This is a normal authorization flow people are used to from
Facebook/Github/LinkedIn, works the same way. See README for images of how the
forms look out of the box, without any customization.

If you want to have in app login system, then for such scenario usual way I
have implemented this before is to have a separate frontend layer and it works
something like this:

1) Frontend (mobile/web app) displays login form

2) Enter username and password

3) Use resource owner credentials grant to obtain access token via API call

4) Now you can make authenticated API calls with the access token (and use
refresh token in the background to renew your access token)

In case of web application frontend (let's say NodeJS app), the app would
store client ID and secret server side (so you would proxy all requests from
client app to Node proxy because we don't want to keep client ID and secret in
public JS).

Stored rows
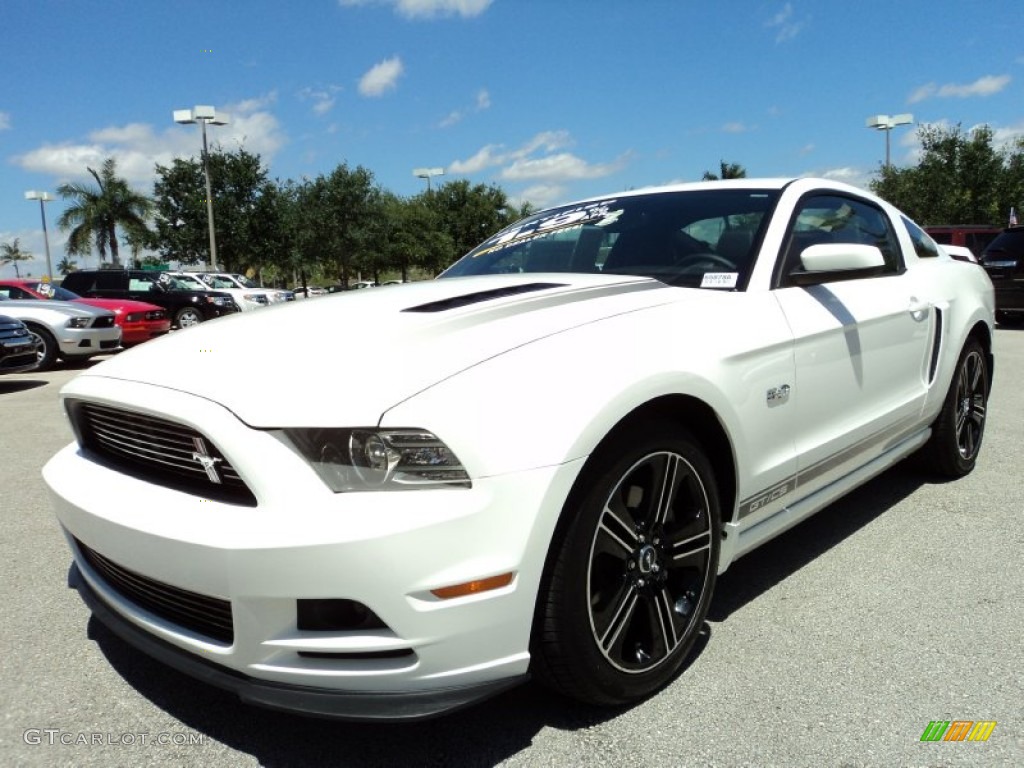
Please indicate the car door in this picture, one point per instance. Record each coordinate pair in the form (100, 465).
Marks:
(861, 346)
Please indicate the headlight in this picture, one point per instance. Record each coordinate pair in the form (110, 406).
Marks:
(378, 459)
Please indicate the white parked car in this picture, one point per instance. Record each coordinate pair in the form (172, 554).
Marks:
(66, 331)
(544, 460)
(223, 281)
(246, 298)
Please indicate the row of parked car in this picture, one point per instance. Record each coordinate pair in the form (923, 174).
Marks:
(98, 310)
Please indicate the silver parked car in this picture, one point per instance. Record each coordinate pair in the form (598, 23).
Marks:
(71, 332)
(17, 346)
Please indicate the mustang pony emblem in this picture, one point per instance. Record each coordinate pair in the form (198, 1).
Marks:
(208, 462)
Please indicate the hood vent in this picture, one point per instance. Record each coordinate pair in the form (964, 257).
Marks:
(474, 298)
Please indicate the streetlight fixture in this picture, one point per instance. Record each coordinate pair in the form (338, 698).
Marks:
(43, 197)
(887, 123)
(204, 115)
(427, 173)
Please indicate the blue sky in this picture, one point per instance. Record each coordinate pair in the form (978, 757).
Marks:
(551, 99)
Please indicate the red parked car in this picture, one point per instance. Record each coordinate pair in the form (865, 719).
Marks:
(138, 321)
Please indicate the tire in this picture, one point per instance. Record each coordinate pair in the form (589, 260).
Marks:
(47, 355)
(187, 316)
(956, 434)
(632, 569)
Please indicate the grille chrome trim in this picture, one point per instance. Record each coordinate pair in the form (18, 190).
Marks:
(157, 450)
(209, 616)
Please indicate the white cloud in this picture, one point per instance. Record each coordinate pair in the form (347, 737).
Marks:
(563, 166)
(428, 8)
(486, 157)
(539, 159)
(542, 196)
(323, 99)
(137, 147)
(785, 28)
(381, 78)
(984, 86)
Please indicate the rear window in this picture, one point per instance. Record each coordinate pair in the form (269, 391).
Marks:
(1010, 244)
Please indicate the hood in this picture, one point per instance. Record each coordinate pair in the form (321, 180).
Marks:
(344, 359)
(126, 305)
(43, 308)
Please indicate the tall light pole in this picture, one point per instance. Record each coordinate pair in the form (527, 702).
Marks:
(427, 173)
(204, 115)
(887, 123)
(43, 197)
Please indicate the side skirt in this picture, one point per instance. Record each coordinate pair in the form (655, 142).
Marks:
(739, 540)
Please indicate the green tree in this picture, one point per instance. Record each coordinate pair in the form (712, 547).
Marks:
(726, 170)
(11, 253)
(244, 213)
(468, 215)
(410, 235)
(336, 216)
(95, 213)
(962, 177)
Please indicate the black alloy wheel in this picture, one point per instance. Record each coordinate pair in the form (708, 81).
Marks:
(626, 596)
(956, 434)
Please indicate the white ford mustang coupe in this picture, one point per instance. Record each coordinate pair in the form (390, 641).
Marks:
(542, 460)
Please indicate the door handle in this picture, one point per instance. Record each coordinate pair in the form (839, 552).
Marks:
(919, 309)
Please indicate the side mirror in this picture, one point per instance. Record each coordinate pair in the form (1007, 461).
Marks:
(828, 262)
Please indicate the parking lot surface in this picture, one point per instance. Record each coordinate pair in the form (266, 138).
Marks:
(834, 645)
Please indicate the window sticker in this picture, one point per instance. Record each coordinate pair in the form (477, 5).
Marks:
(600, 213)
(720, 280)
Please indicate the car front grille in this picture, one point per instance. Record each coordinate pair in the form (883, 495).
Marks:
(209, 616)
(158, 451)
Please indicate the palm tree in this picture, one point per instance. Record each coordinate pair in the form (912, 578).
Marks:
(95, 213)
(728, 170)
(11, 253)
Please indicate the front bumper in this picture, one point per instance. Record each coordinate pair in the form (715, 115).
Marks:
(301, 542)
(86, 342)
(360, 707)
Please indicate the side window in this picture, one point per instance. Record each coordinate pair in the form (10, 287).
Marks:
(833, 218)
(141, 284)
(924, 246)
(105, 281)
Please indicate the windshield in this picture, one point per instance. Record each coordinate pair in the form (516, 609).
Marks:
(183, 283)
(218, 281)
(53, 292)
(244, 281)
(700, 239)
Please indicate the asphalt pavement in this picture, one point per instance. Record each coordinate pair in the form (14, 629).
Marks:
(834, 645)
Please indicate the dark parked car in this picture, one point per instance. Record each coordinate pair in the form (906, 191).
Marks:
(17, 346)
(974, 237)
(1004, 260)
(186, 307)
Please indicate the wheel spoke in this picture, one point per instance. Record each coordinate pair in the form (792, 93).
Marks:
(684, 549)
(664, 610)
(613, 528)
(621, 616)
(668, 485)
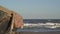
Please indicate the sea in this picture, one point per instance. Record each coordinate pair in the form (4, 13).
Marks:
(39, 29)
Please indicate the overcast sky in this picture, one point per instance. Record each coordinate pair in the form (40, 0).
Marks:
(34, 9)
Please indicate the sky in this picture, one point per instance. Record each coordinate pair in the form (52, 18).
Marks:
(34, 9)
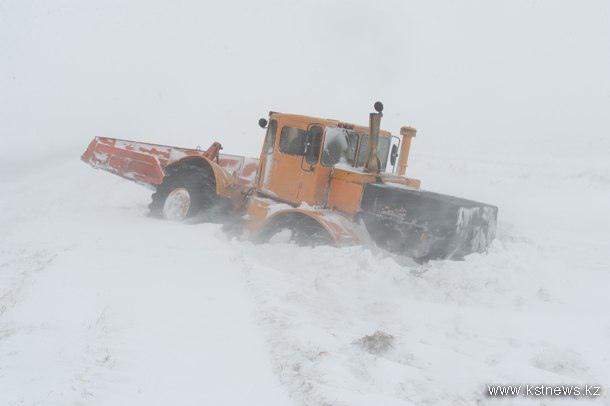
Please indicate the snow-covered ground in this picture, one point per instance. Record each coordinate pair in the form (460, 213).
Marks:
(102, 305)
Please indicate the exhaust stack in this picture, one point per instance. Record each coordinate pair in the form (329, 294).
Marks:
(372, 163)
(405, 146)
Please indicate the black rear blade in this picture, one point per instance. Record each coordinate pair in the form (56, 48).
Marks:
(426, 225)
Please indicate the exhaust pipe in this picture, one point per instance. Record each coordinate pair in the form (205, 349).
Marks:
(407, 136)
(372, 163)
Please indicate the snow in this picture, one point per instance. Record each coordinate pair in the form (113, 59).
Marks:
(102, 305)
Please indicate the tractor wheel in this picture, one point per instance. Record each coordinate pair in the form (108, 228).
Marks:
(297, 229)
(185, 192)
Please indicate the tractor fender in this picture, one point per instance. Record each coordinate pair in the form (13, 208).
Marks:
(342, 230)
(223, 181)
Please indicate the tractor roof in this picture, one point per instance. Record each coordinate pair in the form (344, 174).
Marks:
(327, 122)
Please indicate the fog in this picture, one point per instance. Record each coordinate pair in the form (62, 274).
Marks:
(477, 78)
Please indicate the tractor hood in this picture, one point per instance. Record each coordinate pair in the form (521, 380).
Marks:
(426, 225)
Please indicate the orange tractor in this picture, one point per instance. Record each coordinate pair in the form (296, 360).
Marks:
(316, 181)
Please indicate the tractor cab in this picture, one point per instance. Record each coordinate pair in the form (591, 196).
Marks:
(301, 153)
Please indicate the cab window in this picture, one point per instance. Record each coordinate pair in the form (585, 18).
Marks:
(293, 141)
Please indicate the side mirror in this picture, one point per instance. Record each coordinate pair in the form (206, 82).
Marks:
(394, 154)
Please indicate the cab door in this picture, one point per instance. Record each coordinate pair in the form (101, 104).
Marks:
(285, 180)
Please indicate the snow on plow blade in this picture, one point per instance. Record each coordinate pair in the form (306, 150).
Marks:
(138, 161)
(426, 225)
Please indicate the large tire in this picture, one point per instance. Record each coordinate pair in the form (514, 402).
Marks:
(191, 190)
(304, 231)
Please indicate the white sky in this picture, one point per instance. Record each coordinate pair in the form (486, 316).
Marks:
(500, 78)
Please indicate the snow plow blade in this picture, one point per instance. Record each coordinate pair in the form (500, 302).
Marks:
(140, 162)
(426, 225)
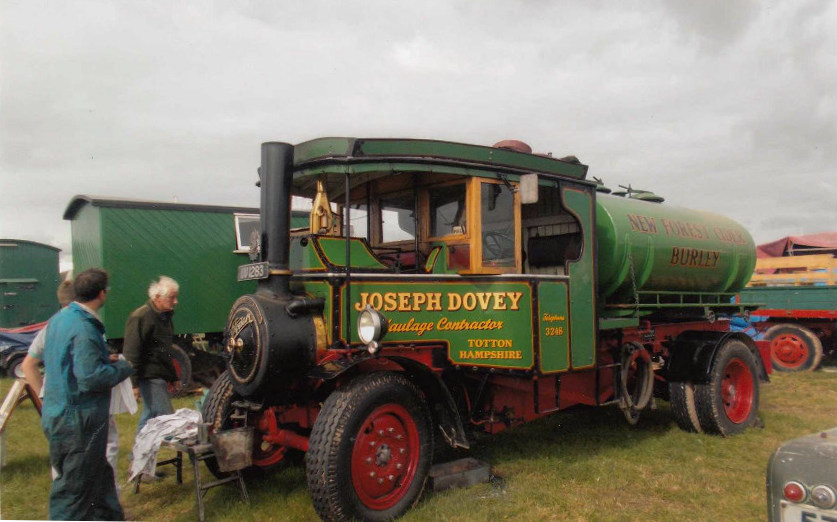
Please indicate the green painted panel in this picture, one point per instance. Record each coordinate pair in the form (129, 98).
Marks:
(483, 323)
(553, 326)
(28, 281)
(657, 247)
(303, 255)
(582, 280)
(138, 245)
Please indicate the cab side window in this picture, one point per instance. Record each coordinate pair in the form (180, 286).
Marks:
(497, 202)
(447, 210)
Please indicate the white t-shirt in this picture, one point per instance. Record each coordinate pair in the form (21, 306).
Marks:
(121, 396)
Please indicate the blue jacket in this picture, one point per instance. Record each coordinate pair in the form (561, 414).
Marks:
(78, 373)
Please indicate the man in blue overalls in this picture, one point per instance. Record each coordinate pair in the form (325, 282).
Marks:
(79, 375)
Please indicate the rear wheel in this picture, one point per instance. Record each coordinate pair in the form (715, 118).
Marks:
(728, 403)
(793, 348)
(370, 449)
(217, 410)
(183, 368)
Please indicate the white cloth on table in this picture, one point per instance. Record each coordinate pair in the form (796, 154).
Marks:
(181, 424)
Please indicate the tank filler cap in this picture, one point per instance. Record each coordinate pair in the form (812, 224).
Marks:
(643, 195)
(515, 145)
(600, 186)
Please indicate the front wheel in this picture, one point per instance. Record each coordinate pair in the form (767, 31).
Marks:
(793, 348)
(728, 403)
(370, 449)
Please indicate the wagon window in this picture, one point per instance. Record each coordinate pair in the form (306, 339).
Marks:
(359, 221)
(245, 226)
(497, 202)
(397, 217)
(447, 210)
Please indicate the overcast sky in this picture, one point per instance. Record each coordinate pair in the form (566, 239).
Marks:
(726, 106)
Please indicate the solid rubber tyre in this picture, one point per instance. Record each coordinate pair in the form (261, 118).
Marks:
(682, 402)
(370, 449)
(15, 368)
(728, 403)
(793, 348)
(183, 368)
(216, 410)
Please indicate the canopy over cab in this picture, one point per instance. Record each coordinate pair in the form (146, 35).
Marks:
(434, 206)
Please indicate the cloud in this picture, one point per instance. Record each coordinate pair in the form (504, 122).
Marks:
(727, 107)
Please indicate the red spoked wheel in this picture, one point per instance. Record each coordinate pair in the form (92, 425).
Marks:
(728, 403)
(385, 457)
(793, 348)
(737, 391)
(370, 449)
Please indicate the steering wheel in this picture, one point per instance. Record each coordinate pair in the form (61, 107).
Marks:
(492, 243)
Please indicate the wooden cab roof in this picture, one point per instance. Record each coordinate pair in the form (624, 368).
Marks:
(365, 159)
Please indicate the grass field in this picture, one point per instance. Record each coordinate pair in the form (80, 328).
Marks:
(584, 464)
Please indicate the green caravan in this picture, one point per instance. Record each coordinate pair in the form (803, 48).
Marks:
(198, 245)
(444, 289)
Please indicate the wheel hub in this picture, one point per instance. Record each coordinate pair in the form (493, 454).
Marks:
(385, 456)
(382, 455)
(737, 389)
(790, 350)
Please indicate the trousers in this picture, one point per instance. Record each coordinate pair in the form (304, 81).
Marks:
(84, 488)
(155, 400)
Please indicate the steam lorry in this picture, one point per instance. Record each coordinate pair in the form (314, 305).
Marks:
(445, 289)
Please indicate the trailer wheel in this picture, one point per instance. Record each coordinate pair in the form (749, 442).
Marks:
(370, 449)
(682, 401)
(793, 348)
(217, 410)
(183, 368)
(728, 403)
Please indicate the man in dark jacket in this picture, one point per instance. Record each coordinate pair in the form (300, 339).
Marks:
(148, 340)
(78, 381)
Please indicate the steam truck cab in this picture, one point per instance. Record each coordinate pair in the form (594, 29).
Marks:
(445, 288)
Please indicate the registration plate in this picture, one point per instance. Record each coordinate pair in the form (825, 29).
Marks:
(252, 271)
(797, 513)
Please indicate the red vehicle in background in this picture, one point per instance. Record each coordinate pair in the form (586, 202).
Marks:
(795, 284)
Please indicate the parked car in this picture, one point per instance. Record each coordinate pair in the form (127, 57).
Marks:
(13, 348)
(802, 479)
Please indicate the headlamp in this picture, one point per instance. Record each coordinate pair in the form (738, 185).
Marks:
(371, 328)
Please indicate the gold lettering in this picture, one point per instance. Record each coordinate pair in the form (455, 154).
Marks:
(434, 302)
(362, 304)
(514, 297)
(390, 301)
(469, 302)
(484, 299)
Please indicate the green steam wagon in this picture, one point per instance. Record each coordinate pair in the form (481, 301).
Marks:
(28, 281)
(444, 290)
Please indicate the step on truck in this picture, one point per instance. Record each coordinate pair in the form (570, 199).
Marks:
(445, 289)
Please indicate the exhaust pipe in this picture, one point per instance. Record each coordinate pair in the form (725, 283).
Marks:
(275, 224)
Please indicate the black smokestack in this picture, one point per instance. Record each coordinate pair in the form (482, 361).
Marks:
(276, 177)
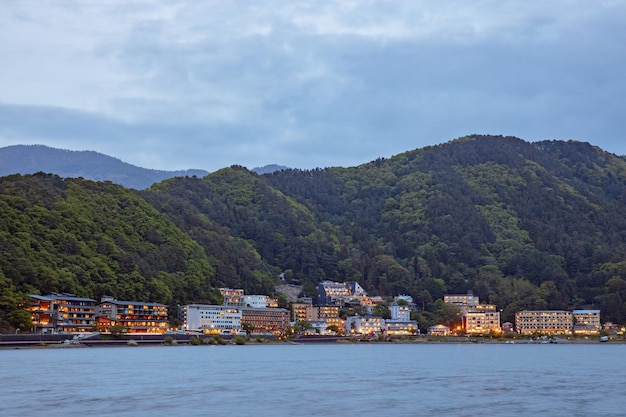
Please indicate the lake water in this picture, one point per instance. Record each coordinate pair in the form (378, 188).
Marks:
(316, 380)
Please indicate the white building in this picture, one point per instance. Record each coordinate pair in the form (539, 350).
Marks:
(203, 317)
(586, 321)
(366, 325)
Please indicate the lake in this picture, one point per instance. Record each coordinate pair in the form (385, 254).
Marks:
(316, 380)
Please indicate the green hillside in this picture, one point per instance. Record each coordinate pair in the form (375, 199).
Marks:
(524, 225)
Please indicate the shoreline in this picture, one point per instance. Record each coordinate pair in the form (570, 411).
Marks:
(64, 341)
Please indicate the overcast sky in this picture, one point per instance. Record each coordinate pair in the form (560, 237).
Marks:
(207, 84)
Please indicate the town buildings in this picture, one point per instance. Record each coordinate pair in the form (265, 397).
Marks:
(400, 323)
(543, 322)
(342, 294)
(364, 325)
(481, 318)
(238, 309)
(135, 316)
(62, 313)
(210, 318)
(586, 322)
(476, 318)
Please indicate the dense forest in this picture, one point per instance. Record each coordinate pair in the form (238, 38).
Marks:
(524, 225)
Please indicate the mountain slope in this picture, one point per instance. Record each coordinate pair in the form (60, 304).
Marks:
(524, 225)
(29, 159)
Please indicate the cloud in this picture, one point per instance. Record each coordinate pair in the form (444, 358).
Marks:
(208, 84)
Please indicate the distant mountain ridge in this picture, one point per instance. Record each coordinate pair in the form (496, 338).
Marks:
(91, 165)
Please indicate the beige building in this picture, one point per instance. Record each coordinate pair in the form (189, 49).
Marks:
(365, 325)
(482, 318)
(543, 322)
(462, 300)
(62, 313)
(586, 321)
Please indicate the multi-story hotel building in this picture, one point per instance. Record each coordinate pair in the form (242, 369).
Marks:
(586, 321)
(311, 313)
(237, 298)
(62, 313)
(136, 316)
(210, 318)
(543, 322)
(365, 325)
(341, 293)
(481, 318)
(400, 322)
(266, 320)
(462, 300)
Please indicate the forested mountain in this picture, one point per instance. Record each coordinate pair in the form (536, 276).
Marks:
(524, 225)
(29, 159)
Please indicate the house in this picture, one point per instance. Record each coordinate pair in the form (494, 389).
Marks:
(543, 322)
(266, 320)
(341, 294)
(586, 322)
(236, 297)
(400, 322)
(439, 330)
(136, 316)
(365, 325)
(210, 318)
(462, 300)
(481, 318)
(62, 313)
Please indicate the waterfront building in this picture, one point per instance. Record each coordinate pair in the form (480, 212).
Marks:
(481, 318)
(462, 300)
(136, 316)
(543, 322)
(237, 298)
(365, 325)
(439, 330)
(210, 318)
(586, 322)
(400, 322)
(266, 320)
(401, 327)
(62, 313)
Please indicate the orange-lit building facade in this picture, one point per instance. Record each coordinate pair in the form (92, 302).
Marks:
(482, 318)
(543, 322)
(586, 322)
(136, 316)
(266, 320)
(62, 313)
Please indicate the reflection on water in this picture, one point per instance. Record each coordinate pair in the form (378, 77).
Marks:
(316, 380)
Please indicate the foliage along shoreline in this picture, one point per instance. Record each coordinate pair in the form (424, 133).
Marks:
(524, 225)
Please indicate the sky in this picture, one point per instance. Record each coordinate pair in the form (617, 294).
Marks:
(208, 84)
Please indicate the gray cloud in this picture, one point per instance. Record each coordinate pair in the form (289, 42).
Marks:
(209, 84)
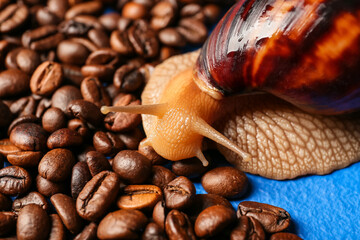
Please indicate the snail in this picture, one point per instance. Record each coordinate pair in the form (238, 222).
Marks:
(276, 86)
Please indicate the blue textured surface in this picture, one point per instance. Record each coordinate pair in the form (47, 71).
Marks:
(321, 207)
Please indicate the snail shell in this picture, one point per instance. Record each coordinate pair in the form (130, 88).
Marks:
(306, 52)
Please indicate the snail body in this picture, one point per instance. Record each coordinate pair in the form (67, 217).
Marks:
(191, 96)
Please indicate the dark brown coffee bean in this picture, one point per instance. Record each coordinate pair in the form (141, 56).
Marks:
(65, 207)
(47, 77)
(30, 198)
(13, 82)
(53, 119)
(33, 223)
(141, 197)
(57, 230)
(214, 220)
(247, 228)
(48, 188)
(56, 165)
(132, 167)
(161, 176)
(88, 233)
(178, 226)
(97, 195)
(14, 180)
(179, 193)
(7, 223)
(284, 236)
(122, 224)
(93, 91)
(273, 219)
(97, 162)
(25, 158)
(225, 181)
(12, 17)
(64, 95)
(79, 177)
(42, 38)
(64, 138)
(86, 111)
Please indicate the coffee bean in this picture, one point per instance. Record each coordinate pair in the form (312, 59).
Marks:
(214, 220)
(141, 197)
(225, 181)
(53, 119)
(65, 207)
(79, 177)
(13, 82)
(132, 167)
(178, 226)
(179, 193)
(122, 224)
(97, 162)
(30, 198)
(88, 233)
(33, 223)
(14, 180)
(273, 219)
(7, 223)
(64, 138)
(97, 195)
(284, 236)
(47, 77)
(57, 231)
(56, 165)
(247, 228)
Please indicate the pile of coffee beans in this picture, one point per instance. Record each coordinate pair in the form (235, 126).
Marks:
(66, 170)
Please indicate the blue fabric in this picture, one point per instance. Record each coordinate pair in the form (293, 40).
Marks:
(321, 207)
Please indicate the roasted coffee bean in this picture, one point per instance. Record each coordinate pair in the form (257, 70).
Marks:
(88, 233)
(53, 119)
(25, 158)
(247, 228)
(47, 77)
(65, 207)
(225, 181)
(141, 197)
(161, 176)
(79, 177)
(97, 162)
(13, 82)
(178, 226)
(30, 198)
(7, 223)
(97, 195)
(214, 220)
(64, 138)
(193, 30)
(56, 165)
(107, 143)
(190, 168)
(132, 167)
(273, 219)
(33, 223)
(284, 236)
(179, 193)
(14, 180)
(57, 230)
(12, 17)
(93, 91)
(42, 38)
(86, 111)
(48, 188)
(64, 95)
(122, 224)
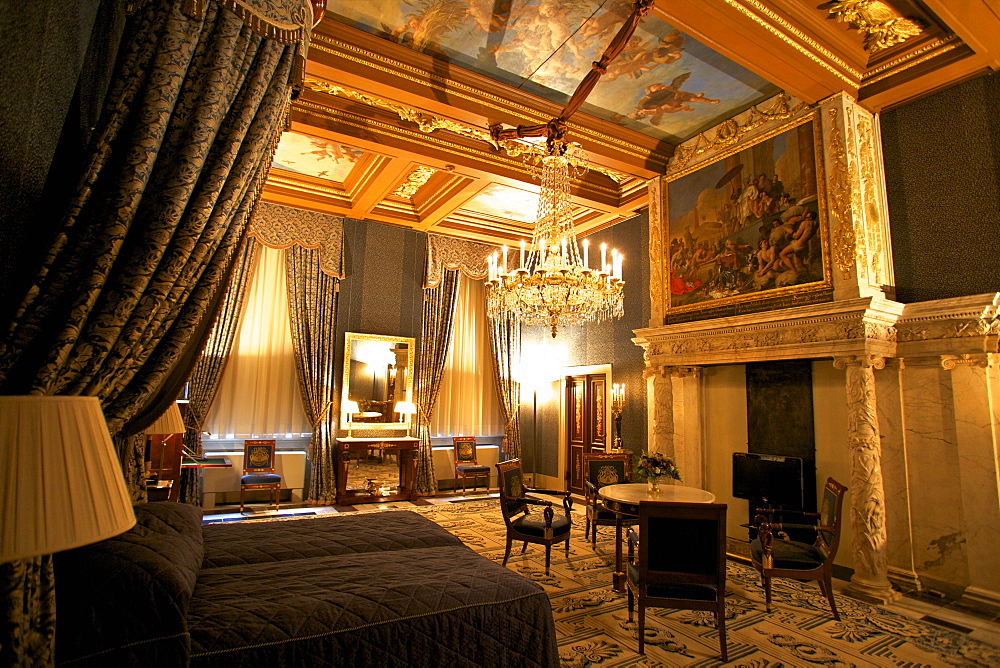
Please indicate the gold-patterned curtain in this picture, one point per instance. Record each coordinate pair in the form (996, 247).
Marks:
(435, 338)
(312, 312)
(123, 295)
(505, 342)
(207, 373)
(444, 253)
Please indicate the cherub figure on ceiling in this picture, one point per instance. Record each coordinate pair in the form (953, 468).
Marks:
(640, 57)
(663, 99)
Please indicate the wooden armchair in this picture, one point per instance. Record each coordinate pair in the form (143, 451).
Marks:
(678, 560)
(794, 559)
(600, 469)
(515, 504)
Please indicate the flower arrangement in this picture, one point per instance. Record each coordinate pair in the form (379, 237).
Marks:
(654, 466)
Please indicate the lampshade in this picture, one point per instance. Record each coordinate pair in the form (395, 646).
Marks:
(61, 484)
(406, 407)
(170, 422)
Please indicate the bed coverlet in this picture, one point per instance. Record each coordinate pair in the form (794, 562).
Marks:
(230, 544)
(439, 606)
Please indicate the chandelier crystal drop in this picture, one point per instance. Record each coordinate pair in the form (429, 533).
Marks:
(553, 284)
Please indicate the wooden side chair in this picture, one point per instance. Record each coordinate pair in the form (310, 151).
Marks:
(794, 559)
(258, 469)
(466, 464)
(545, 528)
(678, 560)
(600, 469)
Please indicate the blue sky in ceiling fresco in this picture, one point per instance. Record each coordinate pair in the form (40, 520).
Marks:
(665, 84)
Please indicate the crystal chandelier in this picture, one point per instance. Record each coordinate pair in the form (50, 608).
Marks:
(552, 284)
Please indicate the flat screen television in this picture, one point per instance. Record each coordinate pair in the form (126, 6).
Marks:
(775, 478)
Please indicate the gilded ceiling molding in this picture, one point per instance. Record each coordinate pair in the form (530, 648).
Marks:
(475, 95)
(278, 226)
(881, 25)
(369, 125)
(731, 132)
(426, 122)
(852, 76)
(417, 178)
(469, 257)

Request 1
Reproduce the passage from the login flow text from "1) Frontend (mobile/web" up to and including "public JS).".
Request 2
According to the login flow text, which grant is used to obtain the access token through an API call?
The rows play no part in this work.

Full solution 1
1) Frontend (mobile/web app) displays login form

2) Enter username and password

3) Use resource owner credentials grant to obtain access token via API call

4) Now you can make authenticated API calls with the access token (and use
refresh token in the background to renew your access token)

In case of web application frontend (let's say NodeJS app), the app would
store client ID and secret server side (so you would proxy all requests from
client app to Node proxy because we don't want to keep client ID and secret in
public JS).

Full solution 2
The resource owner credentials grant.